[Photo-based referring expression data]
▬▬▬▬▬▬▬▬▬▬

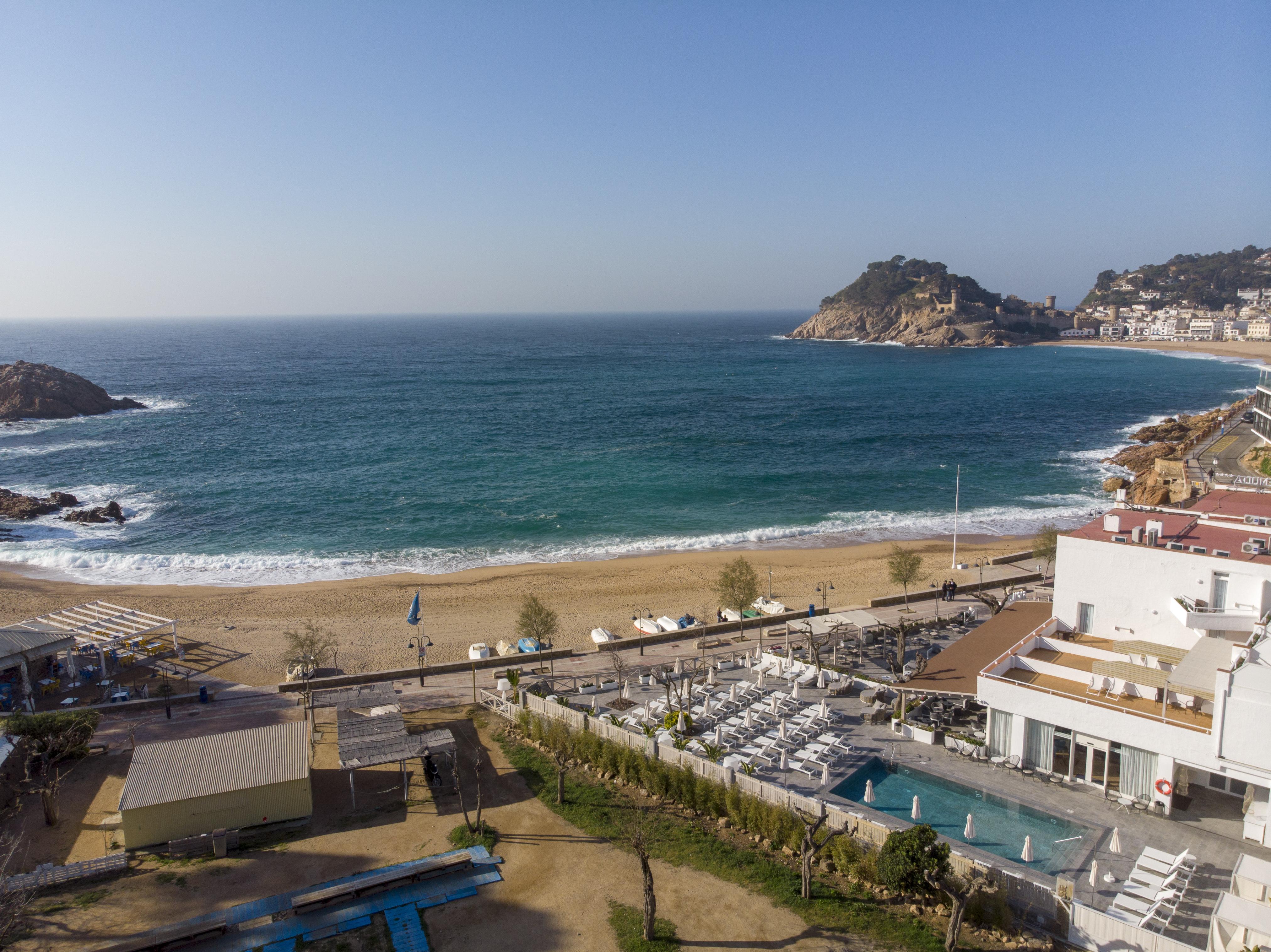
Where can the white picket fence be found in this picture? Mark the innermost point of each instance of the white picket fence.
(1027, 898)
(51, 875)
(1097, 932)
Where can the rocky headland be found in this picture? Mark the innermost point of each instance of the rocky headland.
(45, 392)
(1169, 441)
(18, 506)
(921, 303)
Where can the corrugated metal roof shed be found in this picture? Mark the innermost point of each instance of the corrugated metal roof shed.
(220, 763)
(17, 640)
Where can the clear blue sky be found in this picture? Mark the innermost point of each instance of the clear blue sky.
(314, 158)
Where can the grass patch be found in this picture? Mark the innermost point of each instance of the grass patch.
(628, 926)
(599, 811)
(463, 838)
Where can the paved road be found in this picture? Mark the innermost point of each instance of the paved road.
(1228, 449)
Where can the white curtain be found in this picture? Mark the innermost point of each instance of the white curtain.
(1040, 747)
(999, 734)
(1138, 772)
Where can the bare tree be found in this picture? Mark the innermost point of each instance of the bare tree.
(993, 602)
(904, 569)
(54, 738)
(13, 901)
(810, 847)
(311, 646)
(479, 758)
(736, 588)
(640, 833)
(960, 893)
(559, 739)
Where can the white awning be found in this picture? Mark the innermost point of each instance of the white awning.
(1240, 923)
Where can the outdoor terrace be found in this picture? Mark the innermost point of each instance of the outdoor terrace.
(1141, 707)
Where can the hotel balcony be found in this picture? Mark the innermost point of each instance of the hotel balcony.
(1203, 618)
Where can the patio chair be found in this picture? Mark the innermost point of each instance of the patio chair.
(1170, 896)
(1160, 856)
(804, 768)
(1179, 880)
(1137, 906)
(1157, 914)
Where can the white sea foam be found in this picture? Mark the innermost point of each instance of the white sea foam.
(60, 552)
(54, 448)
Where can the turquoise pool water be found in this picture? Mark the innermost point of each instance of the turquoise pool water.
(1001, 824)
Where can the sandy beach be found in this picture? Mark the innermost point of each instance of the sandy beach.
(369, 614)
(1252, 350)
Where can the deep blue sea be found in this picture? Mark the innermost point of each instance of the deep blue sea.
(297, 449)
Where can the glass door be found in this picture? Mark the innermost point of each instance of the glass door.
(1090, 760)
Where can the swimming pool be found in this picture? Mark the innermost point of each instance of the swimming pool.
(1001, 824)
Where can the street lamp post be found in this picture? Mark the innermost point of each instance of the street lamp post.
(422, 644)
(636, 614)
(824, 589)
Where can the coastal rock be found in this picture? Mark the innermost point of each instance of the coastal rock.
(1139, 459)
(110, 513)
(921, 304)
(44, 392)
(18, 506)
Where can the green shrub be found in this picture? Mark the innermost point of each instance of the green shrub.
(908, 855)
(673, 719)
(989, 911)
(463, 838)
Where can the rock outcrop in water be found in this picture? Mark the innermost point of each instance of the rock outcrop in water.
(1171, 440)
(919, 303)
(44, 392)
(18, 506)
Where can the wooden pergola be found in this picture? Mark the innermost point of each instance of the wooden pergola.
(102, 626)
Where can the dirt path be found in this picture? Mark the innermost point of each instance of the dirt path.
(554, 895)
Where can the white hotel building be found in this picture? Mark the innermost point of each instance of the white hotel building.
(1149, 677)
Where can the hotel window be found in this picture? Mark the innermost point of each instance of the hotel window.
(1084, 618)
(999, 734)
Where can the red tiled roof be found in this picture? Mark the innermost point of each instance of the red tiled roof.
(1184, 531)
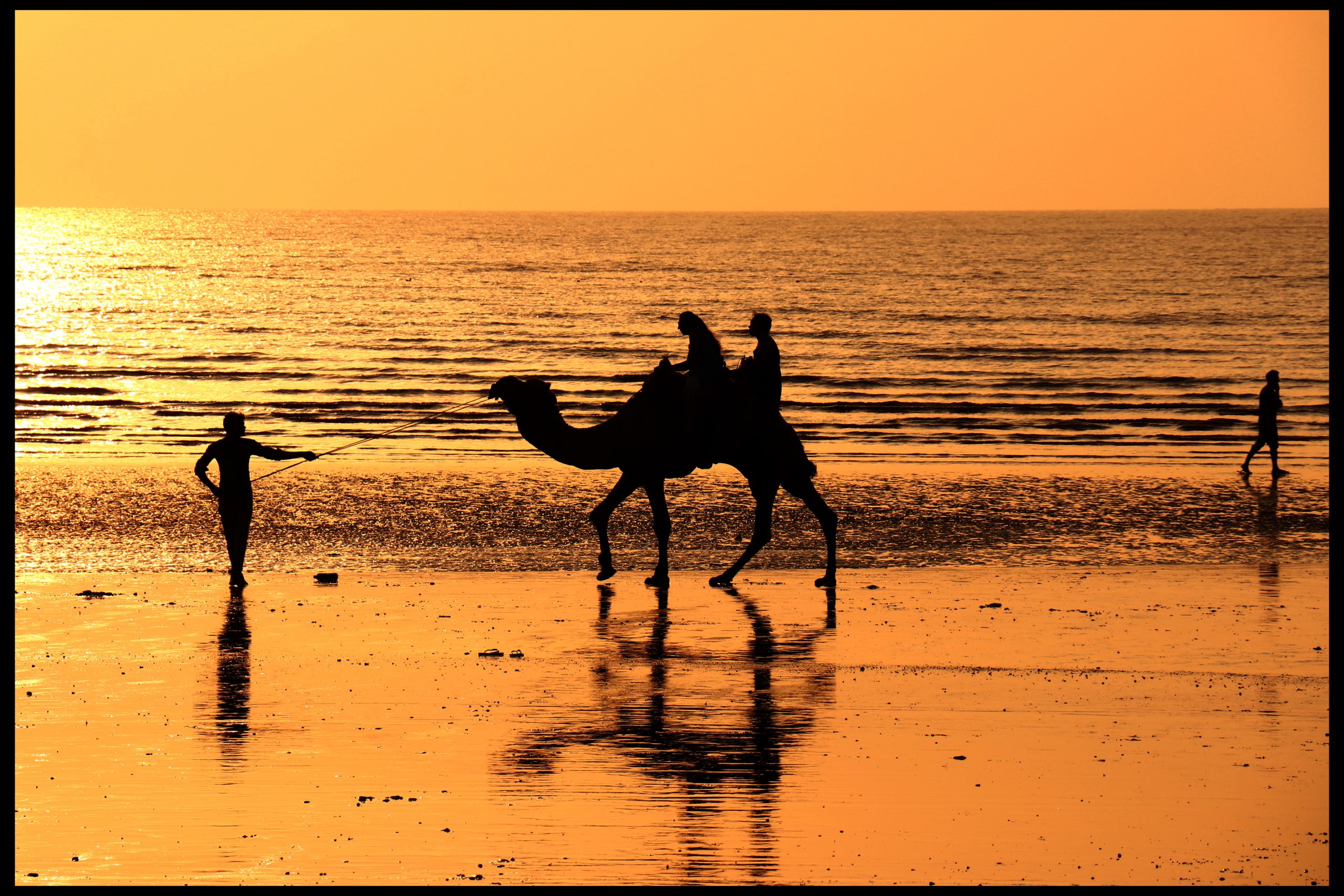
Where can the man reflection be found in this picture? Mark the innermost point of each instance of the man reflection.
(234, 679)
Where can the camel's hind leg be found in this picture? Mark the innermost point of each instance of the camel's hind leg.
(804, 491)
(662, 529)
(764, 492)
(601, 513)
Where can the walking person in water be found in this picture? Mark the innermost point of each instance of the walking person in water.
(762, 367)
(705, 368)
(234, 491)
(1268, 426)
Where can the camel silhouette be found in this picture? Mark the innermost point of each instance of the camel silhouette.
(648, 441)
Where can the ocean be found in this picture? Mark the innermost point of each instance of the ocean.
(921, 354)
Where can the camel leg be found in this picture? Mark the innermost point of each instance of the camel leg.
(662, 529)
(764, 492)
(601, 513)
(804, 491)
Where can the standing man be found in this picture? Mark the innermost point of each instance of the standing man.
(234, 491)
(1268, 426)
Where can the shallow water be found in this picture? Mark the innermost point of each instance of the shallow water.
(1138, 726)
(921, 336)
(533, 516)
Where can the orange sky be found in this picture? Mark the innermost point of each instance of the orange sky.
(673, 111)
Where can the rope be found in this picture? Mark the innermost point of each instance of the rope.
(368, 438)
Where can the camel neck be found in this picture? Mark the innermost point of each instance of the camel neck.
(592, 448)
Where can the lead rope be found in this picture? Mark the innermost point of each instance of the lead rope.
(368, 438)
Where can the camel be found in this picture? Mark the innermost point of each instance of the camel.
(647, 440)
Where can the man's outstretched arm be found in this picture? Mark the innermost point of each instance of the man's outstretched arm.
(277, 455)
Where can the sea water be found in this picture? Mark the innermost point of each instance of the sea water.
(960, 381)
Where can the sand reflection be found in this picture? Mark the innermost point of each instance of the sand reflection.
(706, 733)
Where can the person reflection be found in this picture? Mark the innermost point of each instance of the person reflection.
(1268, 544)
(680, 716)
(234, 679)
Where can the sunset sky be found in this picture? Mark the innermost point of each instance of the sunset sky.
(673, 111)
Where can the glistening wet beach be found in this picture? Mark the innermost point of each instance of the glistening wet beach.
(954, 726)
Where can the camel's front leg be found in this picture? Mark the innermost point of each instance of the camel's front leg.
(764, 493)
(662, 529)
(804, 491)
(601, 513)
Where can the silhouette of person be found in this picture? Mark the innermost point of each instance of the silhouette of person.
(705, 370)
(762, 367)
(1268, 426)
(234, 491)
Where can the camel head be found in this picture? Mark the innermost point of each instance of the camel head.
(524, 395)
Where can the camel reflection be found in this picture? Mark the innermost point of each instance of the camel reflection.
(233, 680)
(680, 718)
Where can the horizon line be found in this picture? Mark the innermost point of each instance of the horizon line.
(685, 212)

▬▬▬▬▬▬▬▬▬▬

Exactly the lines from the one that holds "Where can the horizon" through the final line of the records above should be written out, and only those.

Where can the horizon line be found in this picture? Mark the innermost point of each instance of the horizon line.
(685, 212)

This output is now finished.